### TEXT SEGMENT
* * *
First my partner left, then my sister left, then my other sister and her boyfriend left. Now I’m alone with Mum and it is killing me. I cook for her twice a day. She’s not able to eat much and she’s convinced that certain foods are causing her to feel sick. Vegetables with the skin off. Lacto-free milk and cheese. Diabetic icecream. Nothing works and Mum continues to be in pain. I feel useless, unable to do anything to alleviate her symptoms.
I feel grateful that we are getting this time together, and that time has been running out for us to get to know each other before she passes. We’ve had some good chats, as adults. I’ve listened a lot, which is new… I liked to talk before, but now I’m more interested in what she has to say.
She likes to tell me how, although she loves us, she wouldn’t have children, if she could live her life again. Or if she did, she would only have two. Although I’m her third daughter, I don’t take offence to this. I find it funny as I have no plans on having children, although that may change. (Who knows, with all the medical advances, maybe my partner can carry our child and give birth to it, seahorse style. On second thoughts, Junior was a terrible film, so best just steer clear.) “You can be happily married without children” my mum says, sagely.
She’s refusing to start care on every possible grounds she can think of. She says she doesn’t have the money (even though it’s quite cheap in our area), then she says she would rather give me the money, which makes no financial sense as it would barely cover my rent on my flat, in Spain.
I’ve felt like I haven’t been able to take a long term job as I want to keep the freedom to come and spend time with Mum, but I definitely did not want to be left to cope with Mum alone, and to gradually start doing everything for her. She normally has prescriptions delivered, but when there has been a problem, I have gone to get them. Pharmacy, GP, pharmacy, home, don’t cry don’t cry don’t cry don’t cry. The doctor’s surgery Mum is registered at is a big, semi-impersonal practice, with a dickie fax and a problem with misplacing prescriptions. The thought of Mum being left without morphine makes muscles in my stomach contract as if a phantom has kicked me in the gut.
* * *
### DATA FOR REVIEW
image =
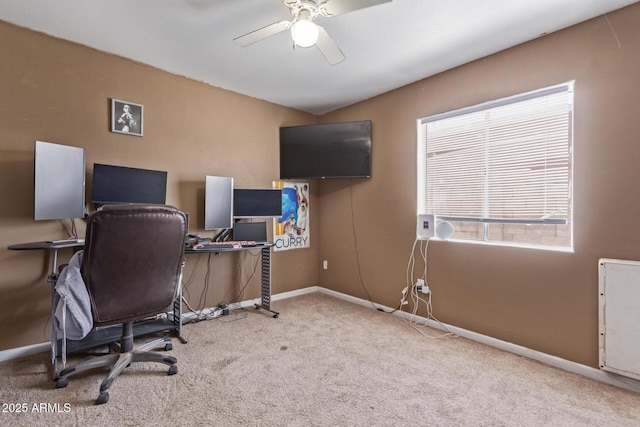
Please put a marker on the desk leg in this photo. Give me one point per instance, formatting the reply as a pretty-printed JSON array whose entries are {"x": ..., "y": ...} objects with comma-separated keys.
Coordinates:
[
  {"x": 265, "y": 295},
  {"x": 51, "y": 279}
]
* * *
### PROBLEM TO WORK ON
Continue the personal account of caring for Mum alone, starting right after the line that ends "kicked me in the gut."

### ANSWER SPACE
I decided to leave. I realised that my taking care of Mum had become enabling. I was only helping her to deny reality by not starting/accepting care, and as much as I had tried, I felt lonely, I felt depressed, and I missed home. I hadn’t lived in my home town for 8 years, and I didn’t want to start now, when I was feeling psychologically vulnerable.
I told Mum I had a job interview and was heading home to the Basque Country for a few weeks. Mum and I had a blazing row. I said some things that were true but unkind. She was very very angry. I think she was most angry that, for the first time in her life, she needed someone else; she is such a proud and independent person.
“I don’t want a carer. I don’t need one.” she said. “I don’t want them touching me and talking down to me. They speak to me as if I had lost it. I don’t want them touching me ever. I couldn’t bear it”.
I lay on the sofa, unable to get up, unable to watch TV. I was depressed and unable to stand or contemplate doing simple things like making food or even checking my phone.
Finally the day came to leave and I dragged myself out of my pit. Mum’s wrath had been appeased by Deborah’s arrival from London later in the day, so I kissed her goodbye, hoping it wouldn’t be for the last time.